### Directions
Pick out every line of the entries below that contains the string "cloud", and copy each such line in full.

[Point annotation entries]
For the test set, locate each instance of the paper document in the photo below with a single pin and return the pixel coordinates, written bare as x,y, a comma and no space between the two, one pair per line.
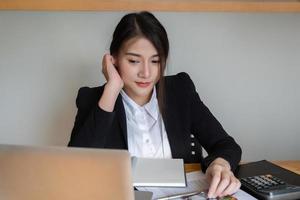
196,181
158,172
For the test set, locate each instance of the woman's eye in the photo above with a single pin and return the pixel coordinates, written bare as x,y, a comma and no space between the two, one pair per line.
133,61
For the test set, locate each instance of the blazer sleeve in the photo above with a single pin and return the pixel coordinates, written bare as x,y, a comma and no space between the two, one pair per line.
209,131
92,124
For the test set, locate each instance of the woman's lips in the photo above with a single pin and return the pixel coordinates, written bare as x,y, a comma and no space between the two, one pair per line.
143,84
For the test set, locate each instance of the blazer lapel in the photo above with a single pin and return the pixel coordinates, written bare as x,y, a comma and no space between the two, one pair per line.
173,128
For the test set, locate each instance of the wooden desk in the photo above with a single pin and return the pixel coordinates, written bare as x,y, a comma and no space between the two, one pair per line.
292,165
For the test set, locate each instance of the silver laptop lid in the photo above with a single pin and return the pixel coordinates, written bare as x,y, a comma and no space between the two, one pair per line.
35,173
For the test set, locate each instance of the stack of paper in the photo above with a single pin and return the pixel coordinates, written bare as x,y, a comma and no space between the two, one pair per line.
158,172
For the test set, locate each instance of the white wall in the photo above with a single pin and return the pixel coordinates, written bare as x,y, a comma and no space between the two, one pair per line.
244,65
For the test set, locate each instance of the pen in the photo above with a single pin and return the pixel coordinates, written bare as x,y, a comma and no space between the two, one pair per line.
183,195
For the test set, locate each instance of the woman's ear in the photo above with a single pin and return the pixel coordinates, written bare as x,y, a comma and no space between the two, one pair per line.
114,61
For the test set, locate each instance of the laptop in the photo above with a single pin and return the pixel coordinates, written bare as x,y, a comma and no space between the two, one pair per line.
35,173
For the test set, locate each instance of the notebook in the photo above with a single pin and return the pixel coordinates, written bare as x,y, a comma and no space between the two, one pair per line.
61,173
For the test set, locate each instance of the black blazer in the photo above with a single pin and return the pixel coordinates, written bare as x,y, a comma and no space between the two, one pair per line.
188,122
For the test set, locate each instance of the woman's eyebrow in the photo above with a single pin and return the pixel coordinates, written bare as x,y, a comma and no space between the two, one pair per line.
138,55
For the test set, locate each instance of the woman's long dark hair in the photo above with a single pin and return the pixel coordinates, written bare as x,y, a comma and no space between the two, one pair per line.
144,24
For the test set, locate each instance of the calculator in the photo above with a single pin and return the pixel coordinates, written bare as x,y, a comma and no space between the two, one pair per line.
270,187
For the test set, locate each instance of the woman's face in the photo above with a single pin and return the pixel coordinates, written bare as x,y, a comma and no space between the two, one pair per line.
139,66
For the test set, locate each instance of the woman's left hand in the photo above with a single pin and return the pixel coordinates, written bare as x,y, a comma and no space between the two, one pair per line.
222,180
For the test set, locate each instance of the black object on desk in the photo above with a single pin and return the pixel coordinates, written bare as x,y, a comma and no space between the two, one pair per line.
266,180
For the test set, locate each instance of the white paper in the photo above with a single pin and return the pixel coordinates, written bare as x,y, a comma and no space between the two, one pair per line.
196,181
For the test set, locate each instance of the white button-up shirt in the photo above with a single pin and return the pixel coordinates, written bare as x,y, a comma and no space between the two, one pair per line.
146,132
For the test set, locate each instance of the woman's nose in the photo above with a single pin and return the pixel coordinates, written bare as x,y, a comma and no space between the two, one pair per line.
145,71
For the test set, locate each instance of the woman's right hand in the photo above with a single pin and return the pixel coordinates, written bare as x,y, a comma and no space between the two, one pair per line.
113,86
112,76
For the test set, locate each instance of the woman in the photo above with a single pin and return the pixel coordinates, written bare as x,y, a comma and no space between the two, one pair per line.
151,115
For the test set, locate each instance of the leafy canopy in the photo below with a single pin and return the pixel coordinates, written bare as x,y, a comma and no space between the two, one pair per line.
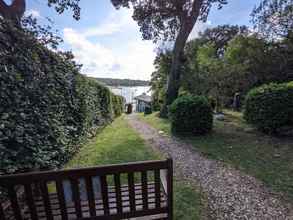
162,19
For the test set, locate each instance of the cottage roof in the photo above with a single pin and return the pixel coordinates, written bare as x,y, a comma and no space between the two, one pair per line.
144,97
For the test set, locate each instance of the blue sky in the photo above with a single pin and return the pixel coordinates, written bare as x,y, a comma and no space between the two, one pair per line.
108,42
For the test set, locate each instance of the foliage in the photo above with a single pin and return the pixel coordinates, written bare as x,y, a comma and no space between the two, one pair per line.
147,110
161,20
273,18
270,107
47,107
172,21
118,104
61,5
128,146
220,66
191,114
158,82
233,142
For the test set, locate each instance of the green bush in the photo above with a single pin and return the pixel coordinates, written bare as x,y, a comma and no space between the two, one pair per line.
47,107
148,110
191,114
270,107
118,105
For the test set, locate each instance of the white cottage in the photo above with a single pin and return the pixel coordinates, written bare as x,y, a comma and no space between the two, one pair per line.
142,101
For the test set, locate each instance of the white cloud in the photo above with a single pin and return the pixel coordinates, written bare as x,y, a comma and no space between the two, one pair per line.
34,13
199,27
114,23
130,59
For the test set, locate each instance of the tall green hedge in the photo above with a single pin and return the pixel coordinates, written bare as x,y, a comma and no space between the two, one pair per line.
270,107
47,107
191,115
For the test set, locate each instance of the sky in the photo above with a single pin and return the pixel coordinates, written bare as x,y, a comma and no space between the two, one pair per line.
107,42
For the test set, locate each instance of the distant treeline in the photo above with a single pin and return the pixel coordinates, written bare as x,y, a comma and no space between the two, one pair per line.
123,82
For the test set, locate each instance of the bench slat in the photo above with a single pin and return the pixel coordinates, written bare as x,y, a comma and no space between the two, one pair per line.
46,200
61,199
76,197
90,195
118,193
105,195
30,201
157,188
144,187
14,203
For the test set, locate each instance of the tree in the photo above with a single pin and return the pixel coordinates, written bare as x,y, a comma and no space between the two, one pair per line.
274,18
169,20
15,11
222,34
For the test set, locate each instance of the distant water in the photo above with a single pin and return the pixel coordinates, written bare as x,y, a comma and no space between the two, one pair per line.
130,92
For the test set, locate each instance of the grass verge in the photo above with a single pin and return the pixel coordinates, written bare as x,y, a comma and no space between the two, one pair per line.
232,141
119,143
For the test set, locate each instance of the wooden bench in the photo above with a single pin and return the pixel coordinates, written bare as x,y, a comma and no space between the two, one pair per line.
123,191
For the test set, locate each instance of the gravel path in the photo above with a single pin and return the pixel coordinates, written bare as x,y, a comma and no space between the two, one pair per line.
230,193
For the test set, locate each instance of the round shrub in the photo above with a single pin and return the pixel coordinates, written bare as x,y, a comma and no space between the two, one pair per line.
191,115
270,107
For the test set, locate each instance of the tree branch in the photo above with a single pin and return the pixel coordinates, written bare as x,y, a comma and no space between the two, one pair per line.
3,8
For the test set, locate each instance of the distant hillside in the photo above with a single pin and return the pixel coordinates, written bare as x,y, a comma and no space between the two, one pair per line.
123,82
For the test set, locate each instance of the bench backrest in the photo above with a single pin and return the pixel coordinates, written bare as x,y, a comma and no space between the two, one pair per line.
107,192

---

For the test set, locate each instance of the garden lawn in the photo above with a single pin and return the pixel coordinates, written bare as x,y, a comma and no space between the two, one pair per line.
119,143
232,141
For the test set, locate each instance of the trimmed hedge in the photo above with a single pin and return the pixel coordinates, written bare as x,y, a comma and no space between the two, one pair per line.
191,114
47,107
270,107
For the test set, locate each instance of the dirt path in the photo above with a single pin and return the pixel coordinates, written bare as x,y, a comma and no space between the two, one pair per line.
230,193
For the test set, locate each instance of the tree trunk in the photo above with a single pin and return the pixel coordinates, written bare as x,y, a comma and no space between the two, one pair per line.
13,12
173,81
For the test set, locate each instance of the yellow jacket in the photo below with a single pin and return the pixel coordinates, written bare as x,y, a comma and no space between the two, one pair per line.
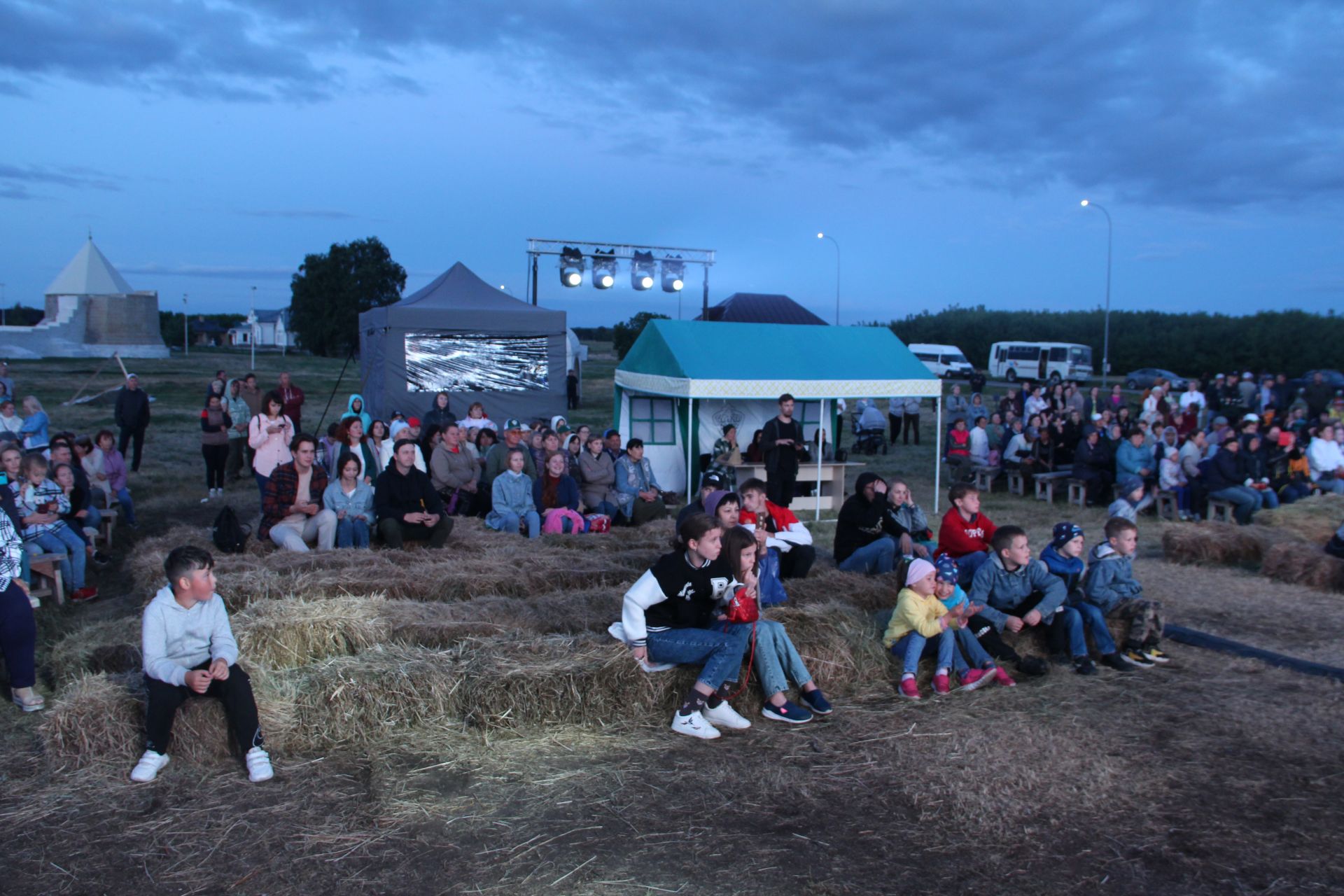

### Task answer
For the test set, locate each instance of the white cloud in the photo above with a single pin and return the pixel coordinates, written bare as x,y, a comma and no space between the two, one pair per line.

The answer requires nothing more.